WORK ITEM
You are to retype exactly the line with "of the dishwasher" and every line after it in the entries below.

DATASET RECORDS section start

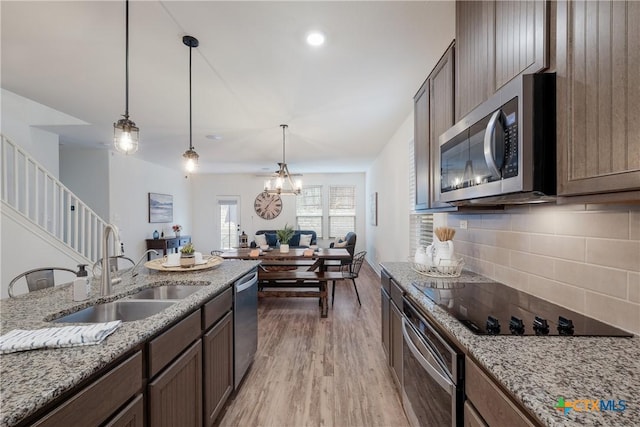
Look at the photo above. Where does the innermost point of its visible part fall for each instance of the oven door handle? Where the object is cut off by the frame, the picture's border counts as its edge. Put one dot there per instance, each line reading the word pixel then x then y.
pixel 433 370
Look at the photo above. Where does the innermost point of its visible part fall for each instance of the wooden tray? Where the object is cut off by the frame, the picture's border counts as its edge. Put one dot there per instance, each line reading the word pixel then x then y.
pixel 210 262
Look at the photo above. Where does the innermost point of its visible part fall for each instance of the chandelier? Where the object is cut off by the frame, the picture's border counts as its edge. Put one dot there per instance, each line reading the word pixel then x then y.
pixel 281 182
pixel 191 157
pixel 125 132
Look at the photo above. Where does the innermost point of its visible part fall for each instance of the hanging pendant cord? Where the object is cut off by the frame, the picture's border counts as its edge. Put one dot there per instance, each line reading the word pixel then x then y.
pixel 126 63
pixel 190 120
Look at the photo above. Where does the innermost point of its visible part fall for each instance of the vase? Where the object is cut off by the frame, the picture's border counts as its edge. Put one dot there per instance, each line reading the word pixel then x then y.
pixel 187 261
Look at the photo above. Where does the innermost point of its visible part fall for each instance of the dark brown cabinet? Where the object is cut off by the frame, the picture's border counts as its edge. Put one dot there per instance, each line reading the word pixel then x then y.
pixel 598 98
pixel 433 115
pixel 217 363
pixel 175 395
pixel 495 42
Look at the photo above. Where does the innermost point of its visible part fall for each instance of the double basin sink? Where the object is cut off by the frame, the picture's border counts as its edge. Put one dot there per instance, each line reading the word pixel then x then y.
pixel 138 306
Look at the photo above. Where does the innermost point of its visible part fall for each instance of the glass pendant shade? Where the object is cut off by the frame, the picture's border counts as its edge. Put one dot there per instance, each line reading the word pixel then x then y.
pixel 282 183
pixel 126 136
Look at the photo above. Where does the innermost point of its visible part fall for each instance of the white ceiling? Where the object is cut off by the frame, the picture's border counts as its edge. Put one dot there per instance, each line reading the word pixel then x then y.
pixel 252 72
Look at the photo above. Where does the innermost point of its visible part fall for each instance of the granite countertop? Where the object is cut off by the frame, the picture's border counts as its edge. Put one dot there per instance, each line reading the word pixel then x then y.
pixel 538 370
pixel 30 380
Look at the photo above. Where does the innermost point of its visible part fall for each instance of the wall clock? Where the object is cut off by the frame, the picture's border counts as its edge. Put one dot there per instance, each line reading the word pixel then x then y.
pixel 268 206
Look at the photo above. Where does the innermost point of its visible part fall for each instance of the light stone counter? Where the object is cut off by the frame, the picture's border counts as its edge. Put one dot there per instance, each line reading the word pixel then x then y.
pixel 30 380
pixel 538 370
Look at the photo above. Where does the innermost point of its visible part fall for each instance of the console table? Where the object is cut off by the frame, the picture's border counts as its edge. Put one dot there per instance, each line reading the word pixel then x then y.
pixel 165 243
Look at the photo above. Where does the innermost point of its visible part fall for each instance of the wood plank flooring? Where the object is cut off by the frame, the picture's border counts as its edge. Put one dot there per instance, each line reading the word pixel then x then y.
pixel 310 371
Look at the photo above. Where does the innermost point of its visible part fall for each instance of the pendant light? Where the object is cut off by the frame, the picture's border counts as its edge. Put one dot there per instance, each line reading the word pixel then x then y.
pixel 125 132
pixel 191 157
pixel 282 182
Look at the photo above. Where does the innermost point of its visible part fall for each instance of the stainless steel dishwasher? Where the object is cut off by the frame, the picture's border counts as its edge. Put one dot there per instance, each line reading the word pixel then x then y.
pixel 245 324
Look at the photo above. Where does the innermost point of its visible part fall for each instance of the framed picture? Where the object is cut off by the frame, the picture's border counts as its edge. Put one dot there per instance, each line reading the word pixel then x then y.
pixel 373 214
pixel 160 207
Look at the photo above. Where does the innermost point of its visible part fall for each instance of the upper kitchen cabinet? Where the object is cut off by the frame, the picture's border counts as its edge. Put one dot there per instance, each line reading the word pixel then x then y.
pixel 495 42
pixel 598 79
pixel 474 54
pixel 421 146
pixel 441 118
pixel 433 115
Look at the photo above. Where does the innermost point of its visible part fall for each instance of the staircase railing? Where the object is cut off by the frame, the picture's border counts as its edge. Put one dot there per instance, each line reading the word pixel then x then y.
pixel 40 197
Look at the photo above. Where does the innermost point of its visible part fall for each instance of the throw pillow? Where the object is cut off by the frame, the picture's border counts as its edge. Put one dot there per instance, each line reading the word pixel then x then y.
pixel 305 239
pixel 261 240
pixel 295 240
pixel 272 239
pixel 340 243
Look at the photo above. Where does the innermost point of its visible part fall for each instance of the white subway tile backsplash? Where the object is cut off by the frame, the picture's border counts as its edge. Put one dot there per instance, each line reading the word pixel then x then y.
pixel 563 247
pixel 604 280
pixel 624 254
pixel 584 257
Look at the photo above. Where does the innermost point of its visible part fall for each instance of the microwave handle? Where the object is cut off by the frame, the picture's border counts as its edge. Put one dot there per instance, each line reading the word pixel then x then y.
pixel 490 134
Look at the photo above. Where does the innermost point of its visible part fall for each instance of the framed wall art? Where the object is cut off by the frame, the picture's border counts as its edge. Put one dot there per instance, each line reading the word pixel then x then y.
pixel 373 205
pixel 160 207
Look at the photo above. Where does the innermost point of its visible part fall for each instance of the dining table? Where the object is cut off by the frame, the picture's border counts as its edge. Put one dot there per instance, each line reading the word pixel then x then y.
pixel 292 273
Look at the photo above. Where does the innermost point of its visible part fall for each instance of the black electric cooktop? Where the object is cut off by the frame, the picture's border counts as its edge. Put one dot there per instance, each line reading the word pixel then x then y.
pixel 490 308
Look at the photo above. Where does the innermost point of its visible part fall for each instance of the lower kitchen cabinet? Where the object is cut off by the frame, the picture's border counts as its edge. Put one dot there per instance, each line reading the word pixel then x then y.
pixel 493 406
pixel 175 395
pixel 131 416
pixel 218 367
pixel 99 401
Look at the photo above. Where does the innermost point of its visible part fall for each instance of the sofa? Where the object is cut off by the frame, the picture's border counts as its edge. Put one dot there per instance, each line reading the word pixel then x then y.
pixel 272 238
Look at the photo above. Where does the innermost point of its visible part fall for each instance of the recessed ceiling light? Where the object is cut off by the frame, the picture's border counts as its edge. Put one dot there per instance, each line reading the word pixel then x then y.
pixel 315 38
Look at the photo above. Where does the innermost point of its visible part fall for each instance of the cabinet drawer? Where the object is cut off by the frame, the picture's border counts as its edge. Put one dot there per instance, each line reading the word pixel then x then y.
pixel 491 402
pixel 97 402
pixel 216 308
pixel 167 346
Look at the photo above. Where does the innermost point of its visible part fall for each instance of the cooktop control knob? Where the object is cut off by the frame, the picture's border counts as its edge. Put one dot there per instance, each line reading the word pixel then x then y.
pixel 493 326
pixel 540 326
pixel 565 326
pixel 516 326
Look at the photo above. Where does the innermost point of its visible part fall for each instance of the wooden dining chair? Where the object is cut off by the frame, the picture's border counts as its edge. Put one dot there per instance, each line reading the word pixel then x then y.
pixel 38 278
pixel 350 272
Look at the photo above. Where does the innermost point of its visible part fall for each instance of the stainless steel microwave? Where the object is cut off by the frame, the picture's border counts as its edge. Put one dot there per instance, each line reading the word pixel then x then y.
pixel 504 151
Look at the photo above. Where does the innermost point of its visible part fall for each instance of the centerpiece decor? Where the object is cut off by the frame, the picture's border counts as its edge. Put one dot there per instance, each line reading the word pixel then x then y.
pixel 187 256
pixel 284 236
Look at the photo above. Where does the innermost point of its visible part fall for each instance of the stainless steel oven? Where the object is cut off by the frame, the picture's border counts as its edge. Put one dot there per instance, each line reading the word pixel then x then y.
pixel 433 387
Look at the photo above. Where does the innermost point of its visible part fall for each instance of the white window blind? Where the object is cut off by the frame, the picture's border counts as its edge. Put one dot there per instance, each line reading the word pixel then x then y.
pixel 342 210
pixel 420 224
pixel 309 209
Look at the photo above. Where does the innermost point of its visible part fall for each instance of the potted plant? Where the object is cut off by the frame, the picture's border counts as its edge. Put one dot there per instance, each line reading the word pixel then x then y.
pixel 187 256
pixel 284 236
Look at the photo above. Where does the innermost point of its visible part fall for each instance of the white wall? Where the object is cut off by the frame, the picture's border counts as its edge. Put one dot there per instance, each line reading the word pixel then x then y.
pixel 206 188
pixel 86 173
pixel 389 177
pixel 131 179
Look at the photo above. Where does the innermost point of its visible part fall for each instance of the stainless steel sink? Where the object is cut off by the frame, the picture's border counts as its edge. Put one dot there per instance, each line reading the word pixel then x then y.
pixel 125 310
pixel 166 292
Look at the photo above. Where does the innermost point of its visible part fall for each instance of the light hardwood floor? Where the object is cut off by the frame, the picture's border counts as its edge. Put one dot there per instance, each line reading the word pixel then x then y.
pixel 310 371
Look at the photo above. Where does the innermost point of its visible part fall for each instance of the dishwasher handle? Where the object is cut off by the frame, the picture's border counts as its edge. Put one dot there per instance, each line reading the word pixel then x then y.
pixel 246 282
pixel 432 369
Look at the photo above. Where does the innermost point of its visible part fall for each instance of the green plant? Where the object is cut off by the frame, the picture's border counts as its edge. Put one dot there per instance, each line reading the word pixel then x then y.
pixel 188 249
pixel 285 234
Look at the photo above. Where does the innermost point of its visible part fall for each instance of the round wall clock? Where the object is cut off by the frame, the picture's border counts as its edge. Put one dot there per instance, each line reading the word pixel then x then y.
pixel 268 206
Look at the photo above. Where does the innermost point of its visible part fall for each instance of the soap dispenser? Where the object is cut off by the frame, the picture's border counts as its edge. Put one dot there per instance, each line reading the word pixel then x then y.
pixel 81 286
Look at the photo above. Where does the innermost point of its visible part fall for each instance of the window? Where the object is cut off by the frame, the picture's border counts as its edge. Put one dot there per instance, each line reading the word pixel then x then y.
pixel 342 210
pixel 309 209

DATASET RECORDS section end

RESPONSE AREA
Look at the photo above. Where does the innermost point of its visible part fall for each instance of the dishwasher handle? Where the object is cut off by the frame, the picture's border counts as its edge. Put one dot there per instance, each line reading the word pixel then x then y.
pixel 246 282
pixel 432 369
Look at the photo above. Where does the innermost point of its visible part fall for each instance of the green plant? Where the object is cut off by the frame, the picture's border counts as its edge. Put one dot there per instance, each line reading the word pixel then x then y.
pixel 188 249
pixel 285 234
Look at the photo above. Where does the innermost point of its visible part fall for each instance of the round wall clock? Where the object is cut off by the frame, the picture's border counts as its edge. Put one dot there per instance, each line reading the word pixel then x then y.
pixel 268 206
Look at the photo above. Where does the innermost point of its visible part fall for each instance of the soap dispenser? Where the object is cut off by the frame, the picture's border counts as its edge. Put one dot there per instance, each line reading the word pixel then x then y.
pixel 81 286
Look at the photo above. Where does the innermost point of its visible part fall for each instance of the window? Where the object is cut off by the frame, the picture's border counts as its edge. Put one dot there per instance, each line reading the word pixel then x then y.
pixel 342 210
pixel 309 209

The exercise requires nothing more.